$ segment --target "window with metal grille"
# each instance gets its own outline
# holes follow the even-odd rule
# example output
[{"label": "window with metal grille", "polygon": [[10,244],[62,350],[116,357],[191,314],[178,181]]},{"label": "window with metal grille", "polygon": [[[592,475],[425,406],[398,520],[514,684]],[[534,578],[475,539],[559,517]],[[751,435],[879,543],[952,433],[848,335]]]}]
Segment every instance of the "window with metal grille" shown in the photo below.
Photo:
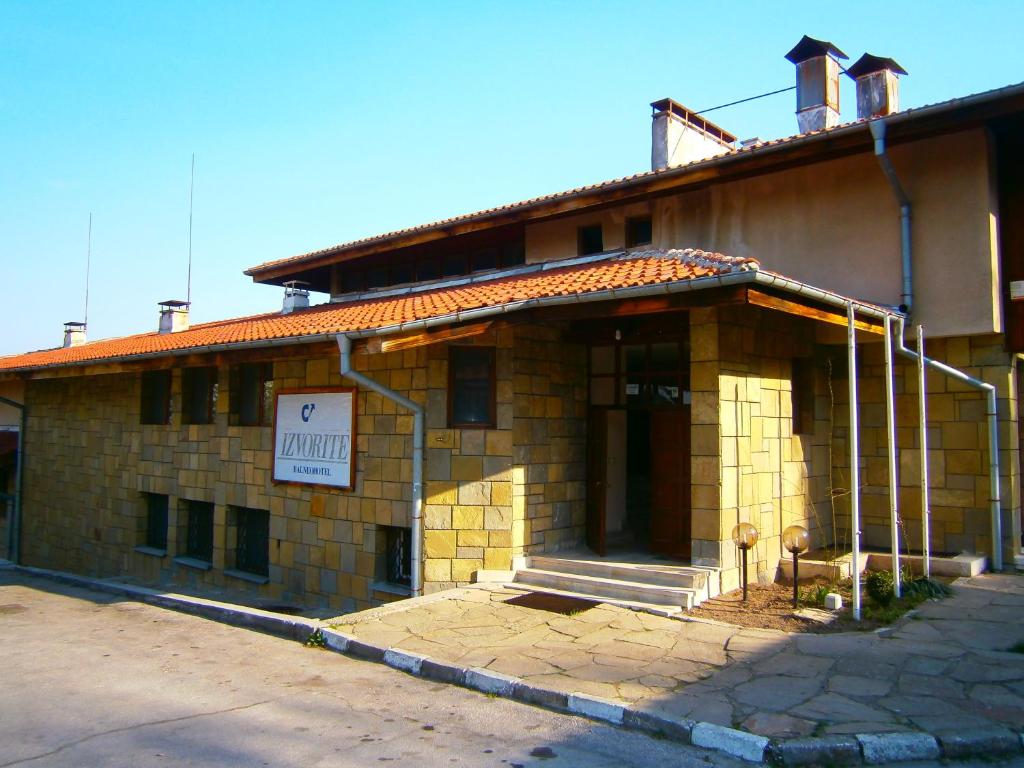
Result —
[{"label": "window with metal grille", "polygon": [[150,549],[167,550],[167,497],[142,494],[145,500],[145,534],[142,540]]},{"label": "window with metal grille", "polygon": [[171,372],[143,371],[139,421],[142,424],[170,424]]},{"label": "window with metal grille", "polygon": [[265,509],[232,507],[234,569],[256,575],[270,571],[270,513]]},{"label": "window with metal grille", "polygon": [[449,348],[449,421],[453,427],[494,427],[495,348]]},{"label": "window with metal grille", "polygon": [[217,369],[181,371],[181,423],[212,424],[217,408]]},{"label": "window with metal grille", "polygon": [[232,426],[268,427],[273,422],[273,364],[231,366],[228,421]]},{"label": "window with metal grille", "polygon": [[387,540],[387,581],[406,587],[413,582],[413,538],[409,528],[382,525]]},{"label": "window with metal grille", "polygon": [[185,556],[213,561],[213,503],[185,502]]}]

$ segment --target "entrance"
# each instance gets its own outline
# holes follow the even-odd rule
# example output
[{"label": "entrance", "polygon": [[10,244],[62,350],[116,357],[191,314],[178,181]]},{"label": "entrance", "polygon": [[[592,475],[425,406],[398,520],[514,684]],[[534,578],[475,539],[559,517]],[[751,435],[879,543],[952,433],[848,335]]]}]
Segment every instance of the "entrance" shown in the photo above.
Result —
[{"label": "entrance", "polygon": [[678,336],[591,347],[587,544],[599,555],[690,557],[688,360]]}]

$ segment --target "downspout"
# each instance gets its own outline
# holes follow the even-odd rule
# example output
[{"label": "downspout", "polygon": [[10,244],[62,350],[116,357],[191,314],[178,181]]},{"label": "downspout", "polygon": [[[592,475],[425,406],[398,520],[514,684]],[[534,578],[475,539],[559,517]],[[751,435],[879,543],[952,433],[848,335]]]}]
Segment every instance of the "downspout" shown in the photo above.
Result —
[{"label": "downspout", "polygon": [[893,168],[889,154],[886,152],[886,121],[884,119],[872,120],[867,124],[871,129],[871,136],[874,139],[874,157],[879,159],[882,172],[889,179],[889,185],[899,203],[899,223],[900,223],[900,260],[903,268],[903,292],[900,294],[901,308],[906,314],[910,314],[913,308],[913,265],[910,260],[910,198],[900,183],[896,169]]},{"label": "downspout", "polygon": [[903,324],[904,318],[896,316],[896,351],[910,359],[920,359],[925,366],[939,371],[946,376],[956,379],[970,387],[980,389],[986,397],[986,416],[988,417],[988,497],[989,515],[992,526],[992,570],[1002,570],[1002,518],[1000,512],[999,499],[999,422],[996,410],[995,387],[981,379],[968,376],[963,371],[957,371],[951,366],[939,362],[924,354],[919,354],[912,349],[907,349],[903,345]]},{"label": "downspout", "polygon": [[25,465],[25,403],[0,397],[0,402],[17,409],[20,413],[20,426],[17,428],[17,459],[14,463],[14,511],[10,516],[10,527],[7,530],[7,555],[13,563],[22,562],[22,467]]},{"label": "downspout", "polygon": [[423,406],[414,402],[393,389],[385,387],[352,368],[352,340],[338,334],[338,351],[341,355],[339,373],[360,387],[372,389],[383,397],[413,412],[413,515],[412,515],[412,579],[413,597],[423,593]]}]

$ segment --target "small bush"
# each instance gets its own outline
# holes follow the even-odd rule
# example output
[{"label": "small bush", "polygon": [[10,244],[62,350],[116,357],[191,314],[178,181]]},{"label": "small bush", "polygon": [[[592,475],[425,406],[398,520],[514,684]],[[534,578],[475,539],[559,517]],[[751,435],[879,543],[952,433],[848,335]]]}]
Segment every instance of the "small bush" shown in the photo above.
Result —
[{"label": "small bush", "polygon": [[882,607],[889,605],[896,595],[893,574],[888,570],[872,570],[868,573],[864,582],[864,589],[867,591],[867,596]]}]

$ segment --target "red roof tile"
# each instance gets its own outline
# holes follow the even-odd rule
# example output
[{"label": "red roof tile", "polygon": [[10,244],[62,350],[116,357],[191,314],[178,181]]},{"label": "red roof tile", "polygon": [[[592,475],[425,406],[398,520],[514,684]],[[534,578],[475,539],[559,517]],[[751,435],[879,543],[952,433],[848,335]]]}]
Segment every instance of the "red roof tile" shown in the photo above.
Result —
[{"label": "red roof tile", "polygon": [[692,249],[634,252],[566,266],[549,262],[543,268],[525,267],[492,280],[441,284],[397,295],[323,304],[291,314],[259,314],[204,323],[177,333],[139,334],[0,357],[0,373],[160,356],[185,350],[201,352],[220,345],[258,344],[275,339],[308,340],[322,335],[392,328],[530,299],[689,281],[751,268],[757,268],[754,259]]}]

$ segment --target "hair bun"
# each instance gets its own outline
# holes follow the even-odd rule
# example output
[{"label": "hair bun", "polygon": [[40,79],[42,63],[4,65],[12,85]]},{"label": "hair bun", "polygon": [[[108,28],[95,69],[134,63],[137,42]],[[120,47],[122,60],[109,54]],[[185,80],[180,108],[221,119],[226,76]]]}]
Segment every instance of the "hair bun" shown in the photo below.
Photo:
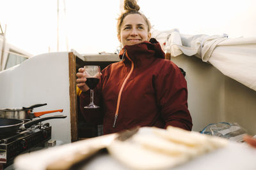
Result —
[{"label": "hair bun", "polygon": [[125,0],[124,8],[126,11],[139,11],[140,6],[137,4],[136,0]]}]

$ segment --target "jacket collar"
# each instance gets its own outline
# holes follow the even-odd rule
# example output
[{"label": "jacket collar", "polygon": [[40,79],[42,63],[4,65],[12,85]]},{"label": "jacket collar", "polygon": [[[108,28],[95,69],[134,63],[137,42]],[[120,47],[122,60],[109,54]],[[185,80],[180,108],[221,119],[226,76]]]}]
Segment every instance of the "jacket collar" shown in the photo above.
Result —
[{"label": "jacket collar", "polygon": [[134,62],[143,60],[143,58],[165,58],[164,52],[155,38],[133,45],[125,45],[119,53],[120,59],[124,59],[125,60],[126,52]]}]

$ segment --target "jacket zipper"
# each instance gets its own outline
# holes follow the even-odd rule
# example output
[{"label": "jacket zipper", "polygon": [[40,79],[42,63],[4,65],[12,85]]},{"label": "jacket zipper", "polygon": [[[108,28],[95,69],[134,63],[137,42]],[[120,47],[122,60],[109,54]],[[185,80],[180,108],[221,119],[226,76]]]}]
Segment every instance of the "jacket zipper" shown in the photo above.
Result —
[{"label": "jacket zipper", "polygon": [[116,123],[117,118],[118,117],[118,110],[119,110],[120,101],[120,98],[121,98],[122,92],[123,91],[124,87],[125,84],[126,83],[126,81],[127,81],[128,78],[130,77],[131,74],[132,74],[132,72],[133,71],[133,68],[134,67],[134,64],[132,60],[130,59],[130,57],[129,57],[127,52],[125,52],[125,53],[126,57],[131,62],[132,66],[131,67],[131,70],[129,72],[128,75],[126,76],[126,78],[124,80],[123,83],[122,84],[121,89],[120,89],[120,90],[119,91],[118,97],[117,98],[116,109],[116,113],[115,113],[115,119],[114,119],[114,124],[113,124],[113,127],[116,127]]}]

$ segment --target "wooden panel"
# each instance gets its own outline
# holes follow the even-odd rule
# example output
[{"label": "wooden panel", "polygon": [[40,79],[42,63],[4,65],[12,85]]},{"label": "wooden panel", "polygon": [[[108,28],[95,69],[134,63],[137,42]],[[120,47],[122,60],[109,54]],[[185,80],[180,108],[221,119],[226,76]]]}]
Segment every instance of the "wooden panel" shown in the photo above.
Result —
[{"label": "wooden panel", "polygon": [[71,142],[77,141],[77,111],[76,83],[76,55],[68,53],[69,95],[70,99]]}]

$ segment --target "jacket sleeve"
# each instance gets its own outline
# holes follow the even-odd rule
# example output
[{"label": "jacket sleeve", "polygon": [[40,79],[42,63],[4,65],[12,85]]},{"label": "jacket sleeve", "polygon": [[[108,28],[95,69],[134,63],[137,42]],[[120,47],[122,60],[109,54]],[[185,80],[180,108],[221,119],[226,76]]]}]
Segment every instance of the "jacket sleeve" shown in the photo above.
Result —
[{"label": "jacket sleeve", "polygon": [[172,62],[162,67],[156,78],[155,88],[161,118],[166,128],[172,125],[191,131],[192,118],[188,108],[186,81]]},{"label": "jacket sleeve", "polygon": [[103,121],[102,95],[101,95],[101,80],[97,87],[93,90],[93,103],[99,106],[97,109],[86,109],[84,107],[90,103],[90,90],[81,92],[79,96],[79,108],[86,122],[93,125],[102,124]]}]

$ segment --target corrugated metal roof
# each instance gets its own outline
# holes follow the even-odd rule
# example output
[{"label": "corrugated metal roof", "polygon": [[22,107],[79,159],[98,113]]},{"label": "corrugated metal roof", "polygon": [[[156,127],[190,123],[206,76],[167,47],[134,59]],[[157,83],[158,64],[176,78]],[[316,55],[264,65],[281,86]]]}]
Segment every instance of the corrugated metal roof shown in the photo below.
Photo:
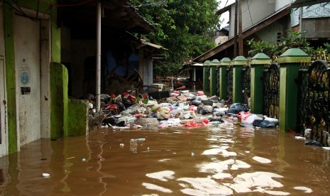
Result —
[{"label": "corrugated metal roof", "polygon": [[140,49],[140,48],[141,48],[143,47],[145,47],[145,46],[150,46],[150,47],[152,47],[152,48],[156,48],[156,49],[160,49],[160,50],[169,50],[168,49],[167,49],[167,48],[164,48],[164,47],[163,47],[161,45],[147,42],[146,40],[143,40],[143,39],[141,39],[141,43],[138,44],[138,45],[136,46],[137,49]]},{"label": "corrugated metal roof", "polygon": [[329,2],[329,0],[296,0],[291,5],[292,8],[299,8],[303,6],[309,6],[317,4]]}]

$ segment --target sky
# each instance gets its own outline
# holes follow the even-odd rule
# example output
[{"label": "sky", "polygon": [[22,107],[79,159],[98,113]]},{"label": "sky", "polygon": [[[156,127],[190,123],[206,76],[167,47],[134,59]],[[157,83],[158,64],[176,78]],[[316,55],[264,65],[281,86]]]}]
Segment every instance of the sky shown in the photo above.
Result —
[{"label": "sky", "polygon": [[[226,6],[230,5],[233,3],[235,2],[235,0],[217,0],[218,2],[220,2],[218,6],[218,10],[223,9]],[[221,27],[224,27],[226,26],[226,23],[229,21],[229,12],[226,11],[226,13],[224,13],[221,14],[221,16],[220,17],[220,21],[222,19],[224,19],[224,22],[221,23]]]}]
════════
◆ **Stated task**
Switch every "instance" to "occurrence" from the line with "--target corrugated metal roof" through the end of the records, and give those lines again with nothing else changed. Leave the pictures out of the answer.

◆ **Solution for this problem**
$ segment --target corrugated metal roof
# each occurrence gets its own outline
# holes follow the even-odd rule
# example output
[{"label": "corrugated metal roof", "polygon": [[22,107],[79,159],[98,113]]},{"label": "corrugated metal roof", "polygon": [[[156,127],[190,123],[206,76],[167,47],[134,59]],[[157,83],[158,64],[176,78]],[[316,55],[264,65],[281,86]]]}]
Segment every occurrence of the corrugated metal roof shown in the photo below.
Photo:
Result —
[{"label": "corrugated metal roof", "polygon": [[140,49],[140,48],[141,48],[143,47],[145,47],[145,46],[150,46],[150,47],[152,47],[152,48],[156,48],[156,49],[160,49],[160,50],[169,50],[168,49],[167,49],[167,48],[164,48],[164,47],[163,47],[161,45],[147,42],[146,40],[143,40],[143,39],[141,39],[141,43],[138,44],[138,45],[136,46],[137,49]]},{"label": "corrugated metal roof", "polygon": [[329,2],[329,0],[296,0],[291,5],[292,8],[299,8],[303,6],[309,6],[317,4]]}]

$ segment --target sky
# each occurrence gets its own outline
# holes follow the even-odd rule
# example output
[{"label": "sky", "polygon": [[22,107],[79,159],[98,113]]},{"label": "sky", "polygon": [[[156,127],[190,123],[206,76],[167,47],[134,59]],[[157,83],[158,64],[176,78]],[[316,55],[264,65],[281,86]]]}]
Segment every occurrence of the sky shown in the photo above.
Result —
[{"label": "sky", "polygon": [[[226,6],[230,5],[233,3],[235,2],[235,0],[217,0],[218,2],[220,2],[218,6],[218,10],[223,9]],[[221,27],[224,27],[226,26],[226,23],[229,21],[229,12],[226,11],[226,13],[224,13],[221,14],[221,16],[220,17],[220,21],[222,19],[224,19],[224,22],[221,23]]]}]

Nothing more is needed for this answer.